WHAT IS NEEDED:
Report every line in the listing below where the string "trunk" shows up.

RECORDS TO PROCESS:
* * *

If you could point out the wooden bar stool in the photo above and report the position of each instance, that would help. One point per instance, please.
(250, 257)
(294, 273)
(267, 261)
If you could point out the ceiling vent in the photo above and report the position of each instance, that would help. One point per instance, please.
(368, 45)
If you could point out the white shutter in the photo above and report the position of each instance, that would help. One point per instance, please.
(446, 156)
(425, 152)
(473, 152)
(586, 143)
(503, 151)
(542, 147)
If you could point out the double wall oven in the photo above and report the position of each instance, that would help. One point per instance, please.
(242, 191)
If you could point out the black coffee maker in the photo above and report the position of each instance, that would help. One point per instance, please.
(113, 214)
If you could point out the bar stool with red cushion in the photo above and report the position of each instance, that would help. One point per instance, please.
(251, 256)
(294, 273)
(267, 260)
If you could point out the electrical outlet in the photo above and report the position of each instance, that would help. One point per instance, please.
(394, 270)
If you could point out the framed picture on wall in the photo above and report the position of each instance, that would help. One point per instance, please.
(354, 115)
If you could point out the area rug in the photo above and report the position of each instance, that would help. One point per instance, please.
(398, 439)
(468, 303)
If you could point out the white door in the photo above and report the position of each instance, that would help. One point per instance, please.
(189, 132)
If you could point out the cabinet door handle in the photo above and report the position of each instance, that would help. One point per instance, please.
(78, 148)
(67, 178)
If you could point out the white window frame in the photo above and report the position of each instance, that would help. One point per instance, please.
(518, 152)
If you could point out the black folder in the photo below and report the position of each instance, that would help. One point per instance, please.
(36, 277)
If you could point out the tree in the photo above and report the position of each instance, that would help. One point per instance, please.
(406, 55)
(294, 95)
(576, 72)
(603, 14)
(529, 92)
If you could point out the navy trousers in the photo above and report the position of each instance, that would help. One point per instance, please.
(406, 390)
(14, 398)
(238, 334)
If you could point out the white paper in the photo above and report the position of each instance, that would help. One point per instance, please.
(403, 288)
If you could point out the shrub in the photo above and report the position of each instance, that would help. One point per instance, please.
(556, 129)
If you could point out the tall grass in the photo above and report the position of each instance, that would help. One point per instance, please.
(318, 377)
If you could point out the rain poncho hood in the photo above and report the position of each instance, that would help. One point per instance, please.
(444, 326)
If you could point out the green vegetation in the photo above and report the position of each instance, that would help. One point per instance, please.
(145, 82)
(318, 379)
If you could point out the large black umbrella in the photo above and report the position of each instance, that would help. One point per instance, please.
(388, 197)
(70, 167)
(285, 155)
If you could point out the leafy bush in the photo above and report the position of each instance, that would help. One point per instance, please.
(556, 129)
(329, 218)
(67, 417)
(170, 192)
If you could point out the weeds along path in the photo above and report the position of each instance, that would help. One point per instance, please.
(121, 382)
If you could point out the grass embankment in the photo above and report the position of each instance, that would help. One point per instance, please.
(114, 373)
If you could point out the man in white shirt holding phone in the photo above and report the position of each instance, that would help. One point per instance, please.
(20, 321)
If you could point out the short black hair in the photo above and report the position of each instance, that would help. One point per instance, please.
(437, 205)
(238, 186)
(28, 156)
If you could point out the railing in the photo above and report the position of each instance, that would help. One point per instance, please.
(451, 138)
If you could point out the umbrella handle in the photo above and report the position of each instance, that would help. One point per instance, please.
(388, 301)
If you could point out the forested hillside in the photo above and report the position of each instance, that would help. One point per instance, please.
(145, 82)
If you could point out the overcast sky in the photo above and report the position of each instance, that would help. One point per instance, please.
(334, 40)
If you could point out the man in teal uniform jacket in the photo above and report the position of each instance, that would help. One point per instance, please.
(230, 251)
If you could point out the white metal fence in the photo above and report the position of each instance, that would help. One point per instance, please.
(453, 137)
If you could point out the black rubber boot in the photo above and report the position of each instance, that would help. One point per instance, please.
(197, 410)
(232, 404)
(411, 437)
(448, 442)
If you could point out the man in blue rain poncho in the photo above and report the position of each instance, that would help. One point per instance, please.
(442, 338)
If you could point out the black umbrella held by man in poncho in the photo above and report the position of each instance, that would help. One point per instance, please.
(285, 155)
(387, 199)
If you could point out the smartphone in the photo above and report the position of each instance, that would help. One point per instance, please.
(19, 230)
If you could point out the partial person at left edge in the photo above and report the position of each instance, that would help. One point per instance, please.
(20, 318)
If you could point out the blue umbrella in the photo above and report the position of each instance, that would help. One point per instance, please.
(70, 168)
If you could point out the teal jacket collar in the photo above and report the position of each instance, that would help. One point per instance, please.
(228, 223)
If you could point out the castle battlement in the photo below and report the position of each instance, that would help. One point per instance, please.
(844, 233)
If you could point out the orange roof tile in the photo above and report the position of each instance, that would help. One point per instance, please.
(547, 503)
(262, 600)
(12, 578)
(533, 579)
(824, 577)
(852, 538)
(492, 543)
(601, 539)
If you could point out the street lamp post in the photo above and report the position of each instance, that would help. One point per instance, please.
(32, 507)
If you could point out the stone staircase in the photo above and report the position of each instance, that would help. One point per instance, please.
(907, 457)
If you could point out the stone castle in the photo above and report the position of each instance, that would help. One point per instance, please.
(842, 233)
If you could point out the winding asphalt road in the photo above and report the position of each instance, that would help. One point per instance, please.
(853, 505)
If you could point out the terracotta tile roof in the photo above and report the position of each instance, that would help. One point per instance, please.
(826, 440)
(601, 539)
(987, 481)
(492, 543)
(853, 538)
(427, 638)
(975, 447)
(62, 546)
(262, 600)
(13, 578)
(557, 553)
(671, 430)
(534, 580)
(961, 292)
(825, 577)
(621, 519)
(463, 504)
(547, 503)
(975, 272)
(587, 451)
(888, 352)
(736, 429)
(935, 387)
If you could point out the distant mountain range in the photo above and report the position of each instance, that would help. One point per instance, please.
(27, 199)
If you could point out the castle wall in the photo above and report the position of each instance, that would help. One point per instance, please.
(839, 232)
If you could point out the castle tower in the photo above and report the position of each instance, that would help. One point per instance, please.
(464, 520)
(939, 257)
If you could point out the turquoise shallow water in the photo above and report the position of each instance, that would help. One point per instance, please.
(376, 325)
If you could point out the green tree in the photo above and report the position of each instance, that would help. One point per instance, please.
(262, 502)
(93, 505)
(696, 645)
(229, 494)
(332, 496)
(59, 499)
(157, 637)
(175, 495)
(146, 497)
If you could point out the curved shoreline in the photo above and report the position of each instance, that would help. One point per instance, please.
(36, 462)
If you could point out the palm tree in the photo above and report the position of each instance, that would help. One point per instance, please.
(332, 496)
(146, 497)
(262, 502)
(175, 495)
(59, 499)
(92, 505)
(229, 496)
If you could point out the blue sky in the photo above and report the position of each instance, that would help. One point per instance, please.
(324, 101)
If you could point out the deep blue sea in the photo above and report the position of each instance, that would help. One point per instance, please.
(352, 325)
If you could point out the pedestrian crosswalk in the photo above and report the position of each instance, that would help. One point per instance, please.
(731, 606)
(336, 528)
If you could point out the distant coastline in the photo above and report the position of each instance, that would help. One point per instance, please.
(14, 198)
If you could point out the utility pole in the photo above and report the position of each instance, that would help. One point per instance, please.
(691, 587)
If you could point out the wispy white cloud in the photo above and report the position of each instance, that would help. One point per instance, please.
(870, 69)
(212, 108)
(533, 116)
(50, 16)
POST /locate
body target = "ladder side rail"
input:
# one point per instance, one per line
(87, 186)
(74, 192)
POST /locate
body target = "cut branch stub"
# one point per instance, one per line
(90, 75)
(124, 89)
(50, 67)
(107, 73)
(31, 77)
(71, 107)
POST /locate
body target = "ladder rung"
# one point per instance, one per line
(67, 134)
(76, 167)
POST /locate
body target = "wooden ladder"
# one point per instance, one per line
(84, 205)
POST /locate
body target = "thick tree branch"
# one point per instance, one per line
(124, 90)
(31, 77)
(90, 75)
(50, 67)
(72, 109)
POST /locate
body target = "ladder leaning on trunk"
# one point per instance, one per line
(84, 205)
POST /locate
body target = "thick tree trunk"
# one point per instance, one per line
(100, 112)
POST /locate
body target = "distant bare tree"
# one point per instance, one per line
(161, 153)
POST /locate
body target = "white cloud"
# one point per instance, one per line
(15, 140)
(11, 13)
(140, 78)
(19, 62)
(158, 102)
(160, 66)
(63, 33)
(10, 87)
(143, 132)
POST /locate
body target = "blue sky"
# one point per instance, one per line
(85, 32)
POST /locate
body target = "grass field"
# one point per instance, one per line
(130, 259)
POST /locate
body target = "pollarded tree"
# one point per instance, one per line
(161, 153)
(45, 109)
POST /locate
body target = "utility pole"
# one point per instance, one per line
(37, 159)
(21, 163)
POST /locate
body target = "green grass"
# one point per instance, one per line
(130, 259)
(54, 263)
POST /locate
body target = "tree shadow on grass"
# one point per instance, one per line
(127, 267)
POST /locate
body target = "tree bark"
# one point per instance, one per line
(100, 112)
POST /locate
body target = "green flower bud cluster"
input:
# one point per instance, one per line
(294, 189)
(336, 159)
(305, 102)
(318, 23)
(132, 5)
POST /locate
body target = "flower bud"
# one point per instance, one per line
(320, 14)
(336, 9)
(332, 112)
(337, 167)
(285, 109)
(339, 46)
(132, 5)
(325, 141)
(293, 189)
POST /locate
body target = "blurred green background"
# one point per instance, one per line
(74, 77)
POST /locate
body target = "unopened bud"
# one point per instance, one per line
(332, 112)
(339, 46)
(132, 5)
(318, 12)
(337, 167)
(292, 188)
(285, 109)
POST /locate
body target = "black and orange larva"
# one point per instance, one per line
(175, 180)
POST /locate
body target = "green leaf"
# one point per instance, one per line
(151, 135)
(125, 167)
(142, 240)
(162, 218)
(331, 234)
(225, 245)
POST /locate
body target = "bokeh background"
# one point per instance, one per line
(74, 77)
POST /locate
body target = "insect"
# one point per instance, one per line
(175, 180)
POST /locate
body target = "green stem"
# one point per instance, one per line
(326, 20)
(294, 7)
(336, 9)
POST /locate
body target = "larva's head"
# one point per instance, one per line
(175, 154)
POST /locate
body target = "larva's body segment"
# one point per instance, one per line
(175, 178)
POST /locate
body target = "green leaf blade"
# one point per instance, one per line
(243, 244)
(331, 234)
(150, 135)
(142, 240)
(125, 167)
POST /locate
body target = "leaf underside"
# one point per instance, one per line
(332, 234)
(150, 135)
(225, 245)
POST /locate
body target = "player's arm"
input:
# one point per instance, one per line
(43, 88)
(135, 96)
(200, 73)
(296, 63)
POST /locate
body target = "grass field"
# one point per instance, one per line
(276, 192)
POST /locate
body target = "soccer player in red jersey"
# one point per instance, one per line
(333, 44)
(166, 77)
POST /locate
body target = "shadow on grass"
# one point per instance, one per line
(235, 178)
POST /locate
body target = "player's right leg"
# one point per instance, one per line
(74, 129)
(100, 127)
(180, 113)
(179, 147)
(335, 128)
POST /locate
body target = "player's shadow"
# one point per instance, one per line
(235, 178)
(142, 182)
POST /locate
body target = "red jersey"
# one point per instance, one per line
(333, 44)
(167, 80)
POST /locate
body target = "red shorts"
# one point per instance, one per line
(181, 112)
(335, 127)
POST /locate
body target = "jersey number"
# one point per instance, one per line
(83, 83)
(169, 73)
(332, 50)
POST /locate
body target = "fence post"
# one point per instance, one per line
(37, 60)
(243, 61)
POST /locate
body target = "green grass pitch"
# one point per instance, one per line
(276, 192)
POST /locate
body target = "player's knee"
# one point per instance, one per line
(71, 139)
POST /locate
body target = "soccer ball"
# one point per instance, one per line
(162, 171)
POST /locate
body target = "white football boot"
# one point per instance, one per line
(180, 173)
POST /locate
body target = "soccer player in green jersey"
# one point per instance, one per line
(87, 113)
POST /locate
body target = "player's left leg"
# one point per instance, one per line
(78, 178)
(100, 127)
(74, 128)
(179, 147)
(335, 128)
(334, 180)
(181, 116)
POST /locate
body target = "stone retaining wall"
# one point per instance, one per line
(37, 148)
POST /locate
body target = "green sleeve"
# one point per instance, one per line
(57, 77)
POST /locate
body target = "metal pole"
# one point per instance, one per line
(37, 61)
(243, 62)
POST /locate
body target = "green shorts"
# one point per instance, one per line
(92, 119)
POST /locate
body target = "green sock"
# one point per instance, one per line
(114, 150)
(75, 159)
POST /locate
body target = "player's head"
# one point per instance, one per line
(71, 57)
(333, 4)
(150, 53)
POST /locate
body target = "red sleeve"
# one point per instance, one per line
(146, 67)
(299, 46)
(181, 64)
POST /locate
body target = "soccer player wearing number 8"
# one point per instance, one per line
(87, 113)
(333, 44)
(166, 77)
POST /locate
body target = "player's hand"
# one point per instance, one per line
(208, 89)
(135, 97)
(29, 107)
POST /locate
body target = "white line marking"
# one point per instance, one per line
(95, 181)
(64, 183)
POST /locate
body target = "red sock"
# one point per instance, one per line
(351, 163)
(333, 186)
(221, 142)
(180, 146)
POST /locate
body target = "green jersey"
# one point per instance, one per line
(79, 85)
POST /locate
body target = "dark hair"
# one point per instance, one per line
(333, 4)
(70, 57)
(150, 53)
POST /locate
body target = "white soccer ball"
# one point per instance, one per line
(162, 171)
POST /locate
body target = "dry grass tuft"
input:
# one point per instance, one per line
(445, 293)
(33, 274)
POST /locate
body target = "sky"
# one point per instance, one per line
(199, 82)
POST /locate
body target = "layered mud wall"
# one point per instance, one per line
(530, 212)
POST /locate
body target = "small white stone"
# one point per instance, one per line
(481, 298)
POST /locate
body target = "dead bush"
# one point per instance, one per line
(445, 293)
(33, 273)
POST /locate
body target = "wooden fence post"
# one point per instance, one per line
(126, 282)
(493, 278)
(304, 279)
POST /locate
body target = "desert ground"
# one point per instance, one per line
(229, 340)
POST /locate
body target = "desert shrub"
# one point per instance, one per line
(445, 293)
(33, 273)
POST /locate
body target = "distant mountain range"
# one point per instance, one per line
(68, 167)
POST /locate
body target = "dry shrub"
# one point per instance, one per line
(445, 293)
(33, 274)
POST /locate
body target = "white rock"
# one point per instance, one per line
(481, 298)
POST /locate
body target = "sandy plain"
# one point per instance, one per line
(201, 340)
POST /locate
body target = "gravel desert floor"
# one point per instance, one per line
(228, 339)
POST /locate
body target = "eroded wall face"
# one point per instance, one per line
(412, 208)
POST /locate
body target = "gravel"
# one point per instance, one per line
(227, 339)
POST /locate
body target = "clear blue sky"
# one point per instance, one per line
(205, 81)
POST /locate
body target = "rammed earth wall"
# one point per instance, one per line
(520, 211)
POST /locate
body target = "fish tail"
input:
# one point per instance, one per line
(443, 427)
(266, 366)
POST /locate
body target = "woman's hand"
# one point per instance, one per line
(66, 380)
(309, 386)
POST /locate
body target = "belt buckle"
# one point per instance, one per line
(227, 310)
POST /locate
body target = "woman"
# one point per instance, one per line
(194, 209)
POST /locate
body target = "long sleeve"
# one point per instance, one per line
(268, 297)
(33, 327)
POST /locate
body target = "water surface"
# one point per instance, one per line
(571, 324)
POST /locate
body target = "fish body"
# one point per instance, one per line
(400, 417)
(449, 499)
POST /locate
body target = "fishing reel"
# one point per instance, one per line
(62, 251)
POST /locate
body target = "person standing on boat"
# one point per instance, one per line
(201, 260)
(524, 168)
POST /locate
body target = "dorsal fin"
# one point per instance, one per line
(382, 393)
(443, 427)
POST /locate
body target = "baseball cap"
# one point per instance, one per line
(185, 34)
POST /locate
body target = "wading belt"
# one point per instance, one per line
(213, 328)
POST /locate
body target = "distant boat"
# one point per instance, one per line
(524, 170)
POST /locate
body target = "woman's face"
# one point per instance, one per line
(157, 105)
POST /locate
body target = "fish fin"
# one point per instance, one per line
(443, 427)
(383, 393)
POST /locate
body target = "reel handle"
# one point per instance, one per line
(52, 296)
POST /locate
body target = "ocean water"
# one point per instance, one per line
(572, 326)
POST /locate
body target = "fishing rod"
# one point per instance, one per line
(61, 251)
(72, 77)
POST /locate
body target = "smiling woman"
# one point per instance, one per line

* * *

SOLUTION TO THE EXERCISE:
body target = "ladder leaning on trunk"
body target = "thick tree trunk"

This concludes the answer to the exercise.